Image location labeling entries
>>>
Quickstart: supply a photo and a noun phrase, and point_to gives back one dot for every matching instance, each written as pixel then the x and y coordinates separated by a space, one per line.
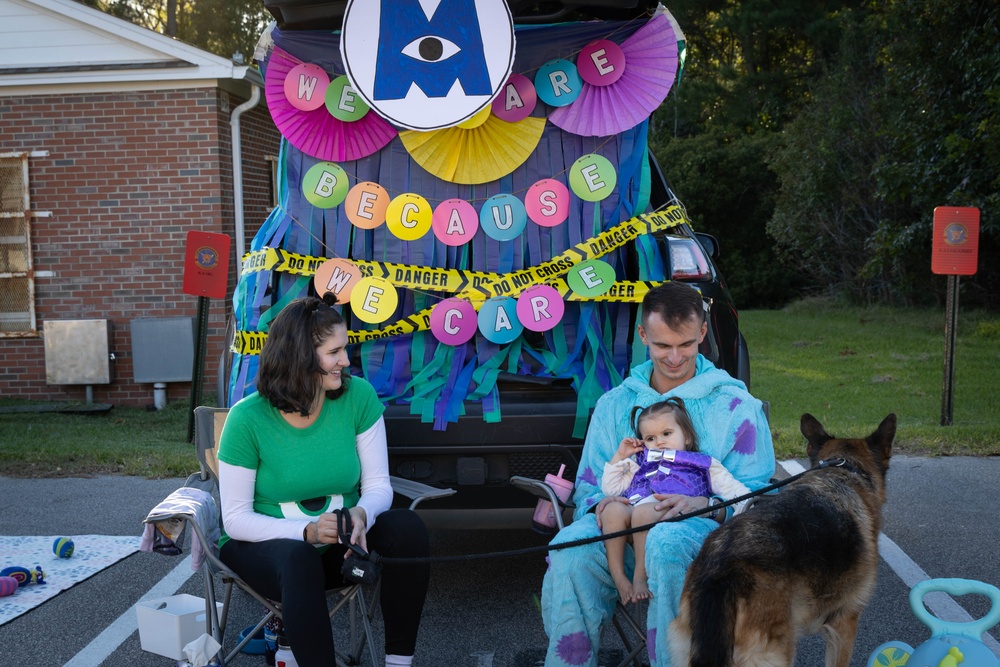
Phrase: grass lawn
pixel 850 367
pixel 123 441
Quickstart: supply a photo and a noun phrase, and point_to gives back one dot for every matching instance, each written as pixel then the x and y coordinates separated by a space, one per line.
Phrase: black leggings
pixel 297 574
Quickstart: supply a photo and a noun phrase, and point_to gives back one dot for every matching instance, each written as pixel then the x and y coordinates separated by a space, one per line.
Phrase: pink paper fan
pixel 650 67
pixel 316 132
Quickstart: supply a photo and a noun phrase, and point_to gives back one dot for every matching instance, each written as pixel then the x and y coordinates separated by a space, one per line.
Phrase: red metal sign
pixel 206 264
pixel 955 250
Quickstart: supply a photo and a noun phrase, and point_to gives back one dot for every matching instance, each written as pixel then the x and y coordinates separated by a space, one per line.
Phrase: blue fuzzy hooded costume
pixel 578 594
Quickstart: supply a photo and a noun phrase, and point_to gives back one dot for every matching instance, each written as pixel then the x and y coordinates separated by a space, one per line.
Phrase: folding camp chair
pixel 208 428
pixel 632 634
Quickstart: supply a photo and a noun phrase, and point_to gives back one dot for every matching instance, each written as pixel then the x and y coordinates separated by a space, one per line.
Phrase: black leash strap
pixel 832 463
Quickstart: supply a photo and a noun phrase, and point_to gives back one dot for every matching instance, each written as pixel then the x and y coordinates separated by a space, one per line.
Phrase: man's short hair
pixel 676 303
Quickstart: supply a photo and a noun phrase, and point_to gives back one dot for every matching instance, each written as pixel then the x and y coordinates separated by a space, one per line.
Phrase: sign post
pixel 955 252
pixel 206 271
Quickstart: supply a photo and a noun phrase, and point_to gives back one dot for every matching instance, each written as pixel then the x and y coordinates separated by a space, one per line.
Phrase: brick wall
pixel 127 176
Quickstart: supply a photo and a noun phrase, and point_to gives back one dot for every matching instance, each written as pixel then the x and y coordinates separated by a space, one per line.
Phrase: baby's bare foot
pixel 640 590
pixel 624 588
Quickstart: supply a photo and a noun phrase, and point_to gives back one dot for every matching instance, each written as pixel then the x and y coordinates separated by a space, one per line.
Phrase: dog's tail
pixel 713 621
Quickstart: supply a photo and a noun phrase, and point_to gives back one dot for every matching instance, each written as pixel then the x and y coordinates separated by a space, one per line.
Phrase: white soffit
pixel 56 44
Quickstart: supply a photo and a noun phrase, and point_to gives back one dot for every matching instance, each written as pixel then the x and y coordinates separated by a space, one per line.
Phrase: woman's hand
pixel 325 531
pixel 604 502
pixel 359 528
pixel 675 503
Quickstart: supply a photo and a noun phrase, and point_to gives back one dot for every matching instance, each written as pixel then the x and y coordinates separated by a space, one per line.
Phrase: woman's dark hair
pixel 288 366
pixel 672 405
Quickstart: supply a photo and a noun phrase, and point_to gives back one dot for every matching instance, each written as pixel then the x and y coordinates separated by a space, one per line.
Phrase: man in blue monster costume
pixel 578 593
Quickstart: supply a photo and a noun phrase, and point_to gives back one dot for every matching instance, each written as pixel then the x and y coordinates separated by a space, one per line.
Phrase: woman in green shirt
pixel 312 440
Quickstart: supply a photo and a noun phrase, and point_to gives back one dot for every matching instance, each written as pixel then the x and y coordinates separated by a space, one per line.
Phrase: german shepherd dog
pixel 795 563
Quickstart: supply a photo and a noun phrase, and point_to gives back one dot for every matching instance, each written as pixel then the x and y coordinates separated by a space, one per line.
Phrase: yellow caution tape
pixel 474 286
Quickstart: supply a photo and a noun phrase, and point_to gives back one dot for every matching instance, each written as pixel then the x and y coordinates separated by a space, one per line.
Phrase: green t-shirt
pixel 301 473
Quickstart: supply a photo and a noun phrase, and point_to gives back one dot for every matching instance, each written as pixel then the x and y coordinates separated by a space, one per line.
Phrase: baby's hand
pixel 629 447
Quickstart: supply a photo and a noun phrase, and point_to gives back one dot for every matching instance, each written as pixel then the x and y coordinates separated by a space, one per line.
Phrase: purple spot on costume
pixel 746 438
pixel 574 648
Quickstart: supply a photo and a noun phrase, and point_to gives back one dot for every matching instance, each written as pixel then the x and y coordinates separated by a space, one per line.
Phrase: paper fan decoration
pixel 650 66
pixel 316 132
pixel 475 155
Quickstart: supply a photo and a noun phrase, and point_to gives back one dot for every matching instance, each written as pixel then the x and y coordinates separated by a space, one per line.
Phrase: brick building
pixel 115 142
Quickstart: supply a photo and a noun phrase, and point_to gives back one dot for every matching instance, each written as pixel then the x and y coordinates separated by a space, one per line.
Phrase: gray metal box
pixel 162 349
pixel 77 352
<<<
>>>
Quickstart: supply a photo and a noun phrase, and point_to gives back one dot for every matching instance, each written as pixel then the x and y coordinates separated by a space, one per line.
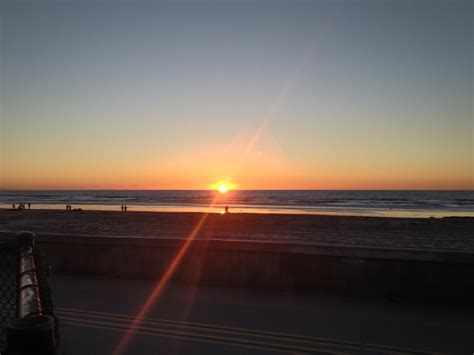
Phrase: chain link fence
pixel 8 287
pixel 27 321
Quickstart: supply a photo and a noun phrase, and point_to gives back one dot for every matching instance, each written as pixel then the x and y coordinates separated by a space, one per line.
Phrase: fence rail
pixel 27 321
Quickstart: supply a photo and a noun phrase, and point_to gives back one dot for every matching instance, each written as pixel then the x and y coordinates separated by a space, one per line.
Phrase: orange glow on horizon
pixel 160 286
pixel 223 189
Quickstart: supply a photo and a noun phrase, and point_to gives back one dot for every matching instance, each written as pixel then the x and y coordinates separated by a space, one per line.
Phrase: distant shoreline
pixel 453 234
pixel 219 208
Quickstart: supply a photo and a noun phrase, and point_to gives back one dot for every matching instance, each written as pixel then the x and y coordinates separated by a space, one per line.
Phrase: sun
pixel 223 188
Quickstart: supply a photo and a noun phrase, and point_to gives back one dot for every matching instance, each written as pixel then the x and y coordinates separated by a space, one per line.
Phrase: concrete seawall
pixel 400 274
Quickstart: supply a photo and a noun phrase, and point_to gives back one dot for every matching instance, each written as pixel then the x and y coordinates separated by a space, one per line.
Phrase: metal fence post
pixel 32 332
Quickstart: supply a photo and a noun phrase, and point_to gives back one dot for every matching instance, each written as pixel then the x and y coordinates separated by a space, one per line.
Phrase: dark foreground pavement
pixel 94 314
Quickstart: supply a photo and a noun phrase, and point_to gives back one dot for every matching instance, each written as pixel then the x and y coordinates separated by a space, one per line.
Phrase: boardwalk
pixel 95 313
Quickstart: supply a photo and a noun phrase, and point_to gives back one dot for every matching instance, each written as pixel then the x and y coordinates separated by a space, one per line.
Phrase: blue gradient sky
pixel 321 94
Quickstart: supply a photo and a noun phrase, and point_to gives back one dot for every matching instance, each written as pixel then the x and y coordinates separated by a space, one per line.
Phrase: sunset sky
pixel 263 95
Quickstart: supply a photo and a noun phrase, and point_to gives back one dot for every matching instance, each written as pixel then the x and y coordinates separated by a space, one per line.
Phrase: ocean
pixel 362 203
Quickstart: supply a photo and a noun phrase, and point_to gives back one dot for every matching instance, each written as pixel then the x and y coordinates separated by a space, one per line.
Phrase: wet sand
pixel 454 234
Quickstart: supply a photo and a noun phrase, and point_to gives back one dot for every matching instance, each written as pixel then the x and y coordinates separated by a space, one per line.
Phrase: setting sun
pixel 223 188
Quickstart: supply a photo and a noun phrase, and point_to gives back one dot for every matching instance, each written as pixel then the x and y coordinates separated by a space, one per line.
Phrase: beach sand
<<<
JOB: Collect every line in the records above that contains the word "paper", and copy each one.

WRITTEN SOLUTION:
Phrase: pink paper fan
Phrase: paper fan decoration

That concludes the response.